Tespit etiketleme kayıtları =
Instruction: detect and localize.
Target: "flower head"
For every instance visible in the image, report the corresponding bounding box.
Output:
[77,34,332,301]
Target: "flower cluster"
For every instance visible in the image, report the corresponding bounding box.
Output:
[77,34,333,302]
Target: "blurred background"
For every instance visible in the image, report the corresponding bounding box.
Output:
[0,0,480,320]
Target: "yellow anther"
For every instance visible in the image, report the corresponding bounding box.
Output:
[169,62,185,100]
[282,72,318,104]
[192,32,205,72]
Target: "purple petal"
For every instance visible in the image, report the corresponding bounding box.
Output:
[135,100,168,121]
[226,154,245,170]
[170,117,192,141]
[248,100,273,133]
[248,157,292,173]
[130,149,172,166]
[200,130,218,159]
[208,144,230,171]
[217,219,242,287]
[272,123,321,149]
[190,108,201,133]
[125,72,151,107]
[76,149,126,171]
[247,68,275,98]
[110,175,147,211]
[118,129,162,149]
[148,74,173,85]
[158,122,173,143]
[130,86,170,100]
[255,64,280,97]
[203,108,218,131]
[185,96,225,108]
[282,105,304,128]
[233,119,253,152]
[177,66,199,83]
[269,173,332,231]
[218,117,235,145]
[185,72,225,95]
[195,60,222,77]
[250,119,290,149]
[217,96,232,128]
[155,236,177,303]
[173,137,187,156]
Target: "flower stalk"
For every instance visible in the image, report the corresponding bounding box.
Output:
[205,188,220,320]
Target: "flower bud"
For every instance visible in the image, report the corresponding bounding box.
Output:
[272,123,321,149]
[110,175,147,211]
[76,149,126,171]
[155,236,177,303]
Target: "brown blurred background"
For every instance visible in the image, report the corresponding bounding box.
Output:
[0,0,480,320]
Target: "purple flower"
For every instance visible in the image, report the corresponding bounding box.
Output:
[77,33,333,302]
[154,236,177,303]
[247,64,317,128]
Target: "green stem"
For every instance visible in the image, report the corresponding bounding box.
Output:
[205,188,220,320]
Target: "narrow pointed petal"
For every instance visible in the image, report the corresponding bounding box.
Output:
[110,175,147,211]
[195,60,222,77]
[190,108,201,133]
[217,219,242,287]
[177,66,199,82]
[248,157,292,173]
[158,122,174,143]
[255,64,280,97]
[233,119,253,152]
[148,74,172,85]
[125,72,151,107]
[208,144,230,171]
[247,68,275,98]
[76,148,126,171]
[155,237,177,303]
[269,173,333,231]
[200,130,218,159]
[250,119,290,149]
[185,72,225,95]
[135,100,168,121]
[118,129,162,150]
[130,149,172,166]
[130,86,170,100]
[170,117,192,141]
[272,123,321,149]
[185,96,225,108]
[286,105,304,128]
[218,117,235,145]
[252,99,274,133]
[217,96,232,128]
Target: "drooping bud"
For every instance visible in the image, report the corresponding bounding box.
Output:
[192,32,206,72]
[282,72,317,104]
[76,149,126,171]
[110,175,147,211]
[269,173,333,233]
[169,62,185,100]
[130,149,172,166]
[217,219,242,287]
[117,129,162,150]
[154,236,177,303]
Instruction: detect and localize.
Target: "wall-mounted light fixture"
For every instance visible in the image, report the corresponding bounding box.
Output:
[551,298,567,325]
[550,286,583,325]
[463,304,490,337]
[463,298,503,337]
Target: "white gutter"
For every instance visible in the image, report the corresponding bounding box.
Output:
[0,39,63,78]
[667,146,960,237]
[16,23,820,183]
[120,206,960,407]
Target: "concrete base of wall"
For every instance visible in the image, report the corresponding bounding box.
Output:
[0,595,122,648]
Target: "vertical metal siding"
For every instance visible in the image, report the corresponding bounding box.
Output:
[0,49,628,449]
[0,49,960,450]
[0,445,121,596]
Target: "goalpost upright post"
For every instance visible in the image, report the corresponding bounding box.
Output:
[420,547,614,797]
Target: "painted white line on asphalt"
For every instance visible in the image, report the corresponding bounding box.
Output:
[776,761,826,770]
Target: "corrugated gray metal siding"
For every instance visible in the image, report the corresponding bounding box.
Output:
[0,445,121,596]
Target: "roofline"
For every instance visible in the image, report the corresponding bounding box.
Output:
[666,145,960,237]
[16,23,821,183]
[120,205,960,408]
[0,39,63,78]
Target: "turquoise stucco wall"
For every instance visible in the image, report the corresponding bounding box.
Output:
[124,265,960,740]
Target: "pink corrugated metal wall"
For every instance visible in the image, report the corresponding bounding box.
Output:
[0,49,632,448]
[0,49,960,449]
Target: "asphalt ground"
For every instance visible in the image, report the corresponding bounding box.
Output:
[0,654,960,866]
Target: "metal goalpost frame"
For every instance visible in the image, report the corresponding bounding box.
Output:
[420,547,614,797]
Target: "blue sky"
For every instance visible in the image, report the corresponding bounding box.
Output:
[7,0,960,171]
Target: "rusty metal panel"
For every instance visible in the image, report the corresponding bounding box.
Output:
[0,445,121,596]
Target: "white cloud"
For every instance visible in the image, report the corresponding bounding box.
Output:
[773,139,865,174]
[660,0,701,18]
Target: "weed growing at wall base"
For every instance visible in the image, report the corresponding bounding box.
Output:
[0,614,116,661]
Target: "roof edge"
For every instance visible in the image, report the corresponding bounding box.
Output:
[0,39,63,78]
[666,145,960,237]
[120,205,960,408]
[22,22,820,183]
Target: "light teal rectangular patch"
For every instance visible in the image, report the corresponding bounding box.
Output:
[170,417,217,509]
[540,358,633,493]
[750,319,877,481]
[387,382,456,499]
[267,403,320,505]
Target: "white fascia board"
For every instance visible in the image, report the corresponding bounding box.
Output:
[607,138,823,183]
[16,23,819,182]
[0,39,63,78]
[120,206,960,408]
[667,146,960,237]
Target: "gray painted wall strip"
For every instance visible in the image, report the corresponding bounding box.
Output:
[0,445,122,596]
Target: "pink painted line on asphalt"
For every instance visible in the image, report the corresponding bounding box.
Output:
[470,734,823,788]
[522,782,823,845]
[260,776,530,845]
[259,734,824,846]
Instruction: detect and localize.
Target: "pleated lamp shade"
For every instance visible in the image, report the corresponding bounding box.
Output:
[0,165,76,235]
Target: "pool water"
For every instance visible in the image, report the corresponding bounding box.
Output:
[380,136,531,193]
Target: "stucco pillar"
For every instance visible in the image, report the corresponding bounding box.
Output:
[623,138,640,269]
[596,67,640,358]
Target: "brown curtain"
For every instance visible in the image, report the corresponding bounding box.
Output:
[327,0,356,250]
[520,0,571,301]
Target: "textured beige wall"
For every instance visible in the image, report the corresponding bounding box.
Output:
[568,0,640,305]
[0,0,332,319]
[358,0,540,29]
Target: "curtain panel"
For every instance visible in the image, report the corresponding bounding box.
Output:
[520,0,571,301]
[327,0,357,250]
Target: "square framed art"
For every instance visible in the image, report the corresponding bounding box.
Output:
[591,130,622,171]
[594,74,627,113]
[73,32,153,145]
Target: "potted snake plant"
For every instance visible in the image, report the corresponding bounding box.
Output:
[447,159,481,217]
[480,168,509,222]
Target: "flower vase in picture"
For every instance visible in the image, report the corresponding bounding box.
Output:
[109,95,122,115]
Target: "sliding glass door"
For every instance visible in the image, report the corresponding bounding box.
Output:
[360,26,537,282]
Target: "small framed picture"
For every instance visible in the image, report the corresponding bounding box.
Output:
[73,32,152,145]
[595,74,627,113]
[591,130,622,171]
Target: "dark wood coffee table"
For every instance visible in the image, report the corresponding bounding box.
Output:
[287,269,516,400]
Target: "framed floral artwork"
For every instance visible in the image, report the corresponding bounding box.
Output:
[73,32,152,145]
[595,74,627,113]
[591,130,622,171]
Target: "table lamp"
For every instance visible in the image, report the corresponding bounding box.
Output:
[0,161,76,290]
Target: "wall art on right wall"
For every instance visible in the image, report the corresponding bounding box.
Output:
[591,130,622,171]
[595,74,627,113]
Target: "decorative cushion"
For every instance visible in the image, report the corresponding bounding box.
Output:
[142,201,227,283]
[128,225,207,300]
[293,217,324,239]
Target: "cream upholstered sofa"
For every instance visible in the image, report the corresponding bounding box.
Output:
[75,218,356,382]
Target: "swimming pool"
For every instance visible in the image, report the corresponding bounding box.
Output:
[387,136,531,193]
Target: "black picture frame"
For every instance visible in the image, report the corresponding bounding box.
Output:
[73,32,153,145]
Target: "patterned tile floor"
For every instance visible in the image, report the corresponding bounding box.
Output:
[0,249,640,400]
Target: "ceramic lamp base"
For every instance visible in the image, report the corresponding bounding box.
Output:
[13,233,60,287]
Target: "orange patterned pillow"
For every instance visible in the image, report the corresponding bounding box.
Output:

Amaç = Verinin ilk satırından başlayıp "[77,34,333,302]" ifadesini içeren satırda bitecek şekilde, iki uç dahil olmak üzere bu satırları Sıra No ve Satır sütunlarından oluşan bir Markdown tablosu olarak düzenleyin. Boş satırları tabloya almayın.

Görevin Sonucu =
| Sıra No | Satır |
|---|---|
| 1 | Instruction: detect and localize. |
| 2 | Target: "flower head" |
| 3 | For every instance visible in the image, report the corresponding bounding box. |
| 4 | Output: |
| 5 | [77,34,332,301] |
| 6 | Target: "flower cluster" |
| 7 | For every instance visible in the image, report the corresponding bounding box. |
| 8 | Output: |
| 9 | [77,34,333,302] |